- **Excerpt to read**
--- Start ---

Making it easy for mobo makers

VIA yesterday officially launched the Apollo KT333 chipset. It's the world's first to support new fast memory DDR333 for Socket A (i.e. AMD Athlon and Duron) processors.

Here's some KT333 benchmarks, supplied by VIA:

8% faster than KT266A in StreamD 2000
7% faster in SoSoft Sandra 2001
14% faster in JKBench Write DWord
3 per cent better performance in Quake III
2.5 per cent better content creation in Sysmark 2001 Internet CC

You can expect more improvements, once the mobo makers work their magic with the BIOS, VIA says.

So what else? There's support for Ultra ATA-133, delivering more bandwith - i.e. the data goes faster - between (typcially higher capacity) hard drive and chipset, and this is handy for data intensive apps.

The reviews of VIA's official reference boards have duly made their way on to the Web (You can check out Tom's Hardware's take here).

Of course, the reviews of KT333-supporting motherboards have been out for a few weeks now - although some of these boards may not have KT333 in
its absolutely final iteration.

It's never easy to keep enthusiastic Taiwanese companies from jumping the PR gun. And VIA was remarkably relaxed about customers stealing its European launch-day thunder, when we caught up with the company yesterday in windswept Munich.

However, international marketing director Richard Brown was keen to correct a recent rumour floating around the Web concerning the nomenclature/future revision of the KT333.

--- End ---

- **Extracted material**
--- Start ---

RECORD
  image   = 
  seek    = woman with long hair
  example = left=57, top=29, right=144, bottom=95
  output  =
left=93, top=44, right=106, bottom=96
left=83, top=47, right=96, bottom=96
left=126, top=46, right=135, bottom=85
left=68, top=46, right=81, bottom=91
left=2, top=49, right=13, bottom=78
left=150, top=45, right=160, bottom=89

--- End ---

- **Stated task**
Please carry on the article about VIA's KT333 chipset, starting right after its final sentence.

- **Solved problem**
"I'd like to emphasise that there will be no KT333a in the future," he said. "We are very proud of our tradition (of 'a' versions of VIA chipsets), but we like to do it right first time."

The next chipset on the roadmap will be the DDR400-supporting KT400, he said.

Brown takes issue with analysts who reckon that there will be a slow take-up among mobo makers for KT333. "We believe the transition (from DDR 266)will be very quick - it's unavoidable progression", he says.

Initially, support will drum up from hardware enthusiasts and workstation makers; they want performance and they want it now. And they're willing to pay. But then KT333 adoption will move PDQ into the mainstream, according to VIA.

The company has taken soundings from its mobo making customers, who forecast that 40-50 per cent of their designs will support DDR333 by the end of this year.
So why so quick? According to VIA, the key to success lies in its modular chipset design architecture, dubbed V-MAP. This means that mobo makers can effect seamless product transitions on a single motherboard platform - in other words, it doesn't take much time or effort to make the swap over to KT333 and improved performance.

Slow, Slow, Quick, Quick, Slow

It's perhaps a moot point, but it seemed to us that Brown sought to provide a rationale for launching the KT333, an intermediary technology, he acknowledges, in the first place. The company is damned for launching products too frequently, and it's damned for not launching products frequently enough - and competitors get a chance to play catch-up in the latter case.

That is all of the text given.